Bounding box annotation entries
########################################

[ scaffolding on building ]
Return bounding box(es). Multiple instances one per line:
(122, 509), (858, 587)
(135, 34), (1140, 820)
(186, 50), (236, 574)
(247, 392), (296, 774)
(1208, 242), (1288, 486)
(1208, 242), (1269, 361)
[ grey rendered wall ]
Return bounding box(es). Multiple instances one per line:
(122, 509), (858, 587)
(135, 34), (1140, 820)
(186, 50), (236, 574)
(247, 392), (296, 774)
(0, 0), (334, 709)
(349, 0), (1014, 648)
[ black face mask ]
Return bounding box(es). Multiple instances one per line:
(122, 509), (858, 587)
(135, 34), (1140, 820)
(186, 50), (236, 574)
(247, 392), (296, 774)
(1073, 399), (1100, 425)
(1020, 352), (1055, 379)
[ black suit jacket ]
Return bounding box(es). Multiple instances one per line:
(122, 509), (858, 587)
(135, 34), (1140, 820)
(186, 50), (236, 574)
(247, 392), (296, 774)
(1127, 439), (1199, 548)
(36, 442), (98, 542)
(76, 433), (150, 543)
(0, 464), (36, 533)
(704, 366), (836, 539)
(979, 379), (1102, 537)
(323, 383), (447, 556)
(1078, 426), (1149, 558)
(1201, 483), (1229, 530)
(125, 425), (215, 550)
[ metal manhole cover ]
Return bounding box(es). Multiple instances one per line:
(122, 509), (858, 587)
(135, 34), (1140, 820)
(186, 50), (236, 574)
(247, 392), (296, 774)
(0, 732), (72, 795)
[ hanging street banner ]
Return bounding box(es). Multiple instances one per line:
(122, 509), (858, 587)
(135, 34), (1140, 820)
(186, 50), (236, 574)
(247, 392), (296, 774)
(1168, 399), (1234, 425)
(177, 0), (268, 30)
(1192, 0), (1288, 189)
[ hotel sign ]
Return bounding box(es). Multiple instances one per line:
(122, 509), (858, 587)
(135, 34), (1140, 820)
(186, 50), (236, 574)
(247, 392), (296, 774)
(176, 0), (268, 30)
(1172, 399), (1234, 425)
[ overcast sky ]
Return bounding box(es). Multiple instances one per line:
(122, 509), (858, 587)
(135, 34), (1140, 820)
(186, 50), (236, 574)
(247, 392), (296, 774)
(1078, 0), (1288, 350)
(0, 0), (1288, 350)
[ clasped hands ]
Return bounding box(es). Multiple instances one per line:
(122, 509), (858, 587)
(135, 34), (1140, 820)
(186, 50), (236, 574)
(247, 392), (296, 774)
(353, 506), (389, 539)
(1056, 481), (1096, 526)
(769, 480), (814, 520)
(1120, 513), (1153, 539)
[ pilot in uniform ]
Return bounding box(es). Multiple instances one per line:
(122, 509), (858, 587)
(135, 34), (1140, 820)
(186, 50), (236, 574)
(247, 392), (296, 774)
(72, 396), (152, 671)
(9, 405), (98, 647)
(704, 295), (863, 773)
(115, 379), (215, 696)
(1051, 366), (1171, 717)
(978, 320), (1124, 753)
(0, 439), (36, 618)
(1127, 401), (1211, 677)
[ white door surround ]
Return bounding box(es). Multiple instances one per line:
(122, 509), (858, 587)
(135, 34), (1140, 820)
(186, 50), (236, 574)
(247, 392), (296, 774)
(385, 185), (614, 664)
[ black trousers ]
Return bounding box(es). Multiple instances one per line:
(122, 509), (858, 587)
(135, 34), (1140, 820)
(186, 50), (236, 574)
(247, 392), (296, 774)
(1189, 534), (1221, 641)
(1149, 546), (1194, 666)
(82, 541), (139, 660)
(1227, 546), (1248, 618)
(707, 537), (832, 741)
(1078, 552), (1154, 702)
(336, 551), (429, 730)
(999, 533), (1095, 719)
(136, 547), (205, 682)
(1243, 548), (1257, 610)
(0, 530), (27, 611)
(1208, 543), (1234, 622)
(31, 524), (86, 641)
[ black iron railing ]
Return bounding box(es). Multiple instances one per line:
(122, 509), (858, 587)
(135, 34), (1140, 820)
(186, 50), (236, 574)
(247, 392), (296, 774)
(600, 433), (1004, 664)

########################################

## Work instructions
Rewrite all the entries above, changing "Multiple instances one per line" to "List each instance on its own line" wherever it appears and keeping everything else as it is.

## Output below
[ scaffolding on building ]
Return bounding box(es). List each instance on its own line:
(122, 509), (858, 587)
(135, 34), (1140, 820)
(186, 50), (236, 574)
(247, 392), (296, 774)
(1208, 242), (1288, 486)
(1208, 242), (1269, 361)
[ grey rendered wall ]
Return bounding box(es). List each instance on its own line:
(122, 509), (858, 587)
(135, 34), (1140, 820)
(186, 50), (236, 574)
(247, 392), (296, 774)
(0, 0), (334, 709)
(349, 0), (1014, 648)
[ black face mask ]
Return bounding box(es). List each instance on its own line:
(122, 509), (858, 587)
(135, 34), (1140, 820)
(186, 50), (236, 574)
(247, 392), (296, 774)
(1073, 399), (1100, 425)
(1020, 352), (1055, 379)
[ black suit jacket ]
Return bounding box(es). List each instance on its own line:
(122, 509), (858, 587)
(135, 34), (1140, 820)
(186, 50), (236, 574)
(247, 392), (296, 774)
(1127, 439), (1199, 548)
(36, 442), (98, 542)
(76, 433), (150, 543)
(0, 464), (36, 533)
(704, 366), (836, 539)
(979, 379), (1102, 537)
(323, 383), (447, 556)
(1078, 426), (1149, 558)
(1201, 483), (1229, 530)
(125, 425), (215, 550)
[ metal manhole cover ]
Return bounding box(es). List each instance on its own line:
(122, 509), (858, 587)
(135, 34), (1140, 820)
(186, 50), (236, 574)
(247, 392), (296, 774)
(0, 732), (72, 795)
[ hanging street banner ]
Return bounding box(es). List each instance on its own line:
(122, 509), (858, 587)
(135, 34), (1140, 820)
(186, 50), (236, 574)
(247, 392), (296, 774)
(1168, 399), (1234, 425)
(177, 0), (268, 30)
(1192, 0), (1288, 189)
[ hotel sign ]
Return bounding box(es). List each instance on its own line:
(122, 509), (858, 587)
(135, 34), (1140, 820)
(186, 50), (236, 574)
(247, 392), (296, 774)
(176, 0), (268, 30)
(1172, 399), (1234, 425)
[ overcast sky ]
Return bounding box(es). List each instance on its own line:
(122, 509), (858, 587)
(135, 34), (1140, 820)
(186, 50), (236, 574)
(247, 392), (296, 774)
(1078, 0), (1288, 350)
(0, 0), (1288, 350)
[ clasped hands ]
Return bounding box(es). List each instance on its own line:
(122, 509), (858, 587)
(135, 34), (1140, 820)
(186, 50), (236, 574)
(247, 392), (296, 774)
(353, 506), (389, 539)
(1056, 481), (1096, 526)
(769, 480), (814, 520)
(1120, 513), (1153, 539)
[ pilot in uniform ]
Return bounding box(es). List each instance on its own line:
(122, 509), (858, 587)
(135, 34), (1140, 820)
(186, 50), (236, 574)
(247, 392), (296, 774)
(72, 396), (152, 671)
(9, 405), (98, 647)
(704, 295), (863, 773)
(115, 379), (215, 696)
(1051, 366), (1171, 717)
(978, 320), (1124, 753)
(0, 439), (36, 618)
(1127, 401), (1211, 677)
[ white door surround ]
Return bounding box(es). List each instance on its own line:
(122, 509), (858, 587)
(135, 34), (1140, 820)
(186, 50), (236, 574)
(247, 392), (296, 774)
(385, 185), (614, 664)
[ black trousers ]
Return bounding box(es). List each instance on its own line:
(122, 509), (858, 587)
(135, 34), (1140, 820)
(186, 50), (236, 574)
(247, 392), (296, 774)
(1189, 534), (1221, 641)
(1149, 546), (1194, 666)
(82, 541), (139, 660)
(1227, 546), (1248, 618)
(707, 537), (832, 741)
(1078, 552), (1154, 702)
(336, 551), (429, 730)
(999, 533), (1095, 719)
(136, 547), (205, 682)
(1243, 548), (1257, 610)
(0, 530), (27, 611)
(1208, 543), (1234, 622)
(31, 524), (86, 641)
[ black iron railing ]
Return bounding box(es). List each instance on its own line:
(122, 509), (858, 587)
(135, 34), (1140, 820)
(186, 50), (236, 574)
(247, 392), (296, 774)
(600, 433), (1004, 664)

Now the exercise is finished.